--- Consigne A ---
Traduisez en anglais cette phrase de l'extrait sur la formation : « Sa brièveté me semble compensée par son intensité, et présente le très grand avantage de ne pas laisser croire aux étudiants qu’ils savent tout à l’issue de la formation. »

Michèle Monte : La formation pourrait bien évidemment
durer plus d’un an et intégrer d’autres acquisitions, mais elle
augmenterait aussi beaucoup de coût. Sa brièveté me semble compensée
par son intensité, et présente le très grand avantage de ne pas
laisser croire aux étudiants qu’ils savent tout à l’issue de la
formation. Et puis, au bout d'un an, on ne peut prétendre tout savoir :
sont ainsi préservés la curiosité et le questionnement, essentiels
dans toute pratique vivante d'un métier.
Pouvez-vous prétendre, en quelques mois,
apprendre à "écrire" aux participants ? Si non, quels
sont donc vos objectifs ?

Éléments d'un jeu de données
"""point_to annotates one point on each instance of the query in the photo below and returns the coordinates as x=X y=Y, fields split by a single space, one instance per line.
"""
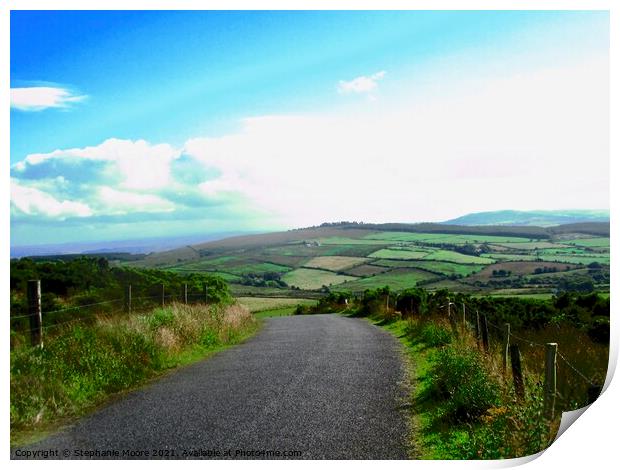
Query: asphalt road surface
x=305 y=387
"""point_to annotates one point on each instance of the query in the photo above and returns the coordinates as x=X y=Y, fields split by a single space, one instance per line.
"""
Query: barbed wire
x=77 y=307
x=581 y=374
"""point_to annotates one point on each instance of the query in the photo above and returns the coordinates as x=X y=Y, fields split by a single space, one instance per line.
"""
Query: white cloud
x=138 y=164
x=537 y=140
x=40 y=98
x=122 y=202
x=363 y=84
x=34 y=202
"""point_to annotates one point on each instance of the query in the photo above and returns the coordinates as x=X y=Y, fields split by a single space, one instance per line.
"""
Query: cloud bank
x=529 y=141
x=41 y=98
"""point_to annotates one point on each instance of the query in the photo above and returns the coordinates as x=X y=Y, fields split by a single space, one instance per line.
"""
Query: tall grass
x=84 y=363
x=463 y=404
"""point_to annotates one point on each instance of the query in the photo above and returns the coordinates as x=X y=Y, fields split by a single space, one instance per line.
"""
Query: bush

--- Consigne B ---
Recopiez les enregistrements, du début jusqu'à la ligne contenant "x=463 y=404" incluse, en décalant de 14 chaque coordonnée des réponses. Conservez les requêtes et omettez les images.

--- Réponse A ---
Its brevity seems to me to be offset by its intensity, and it has the very great advantage of not letting students believe that they know everything at the end of the training.

--- Réponse B ---
"""point_to annotates one point on each instance of the query in the photo below and returns the coordinates as x=X y=Y, fields split by a single space, one instance per line.
"""
Query: asphalt road surface
x=319 y=401
"""point_to annotates one point on each instance of the query in the photo above and returns the coordinates as x=X y=Y, fields split by a single space, one instance per line.
"""
Query: barbed wire
x=91 y=321
x=595 y=388
"""point_to annotates one point on each instance of the query in the photo above and returns the coordinates as x=X y=Y, fields split by a single space, one instance per line.
"""
Query: white cloud
x=152 y=178
x=551 y=154
x=54 y=112
x=136 y=216
x=377 y=98
x=48 y=216
"""point_to annotates one point on each instance of the query in the photo above and returns the coordinates as x=X y=Y, fields split by a single space, one instance per line.
"""
Query: cloud bank
x=543 y=155
x=55 y=112
"""point_to annotates one point on each instance of the query in the photo above and returns the coordinates as x=X y=Y, fields split by a single space, one instance per line.
"""
Query: tall grass
x=98 y=377
x=477 y=418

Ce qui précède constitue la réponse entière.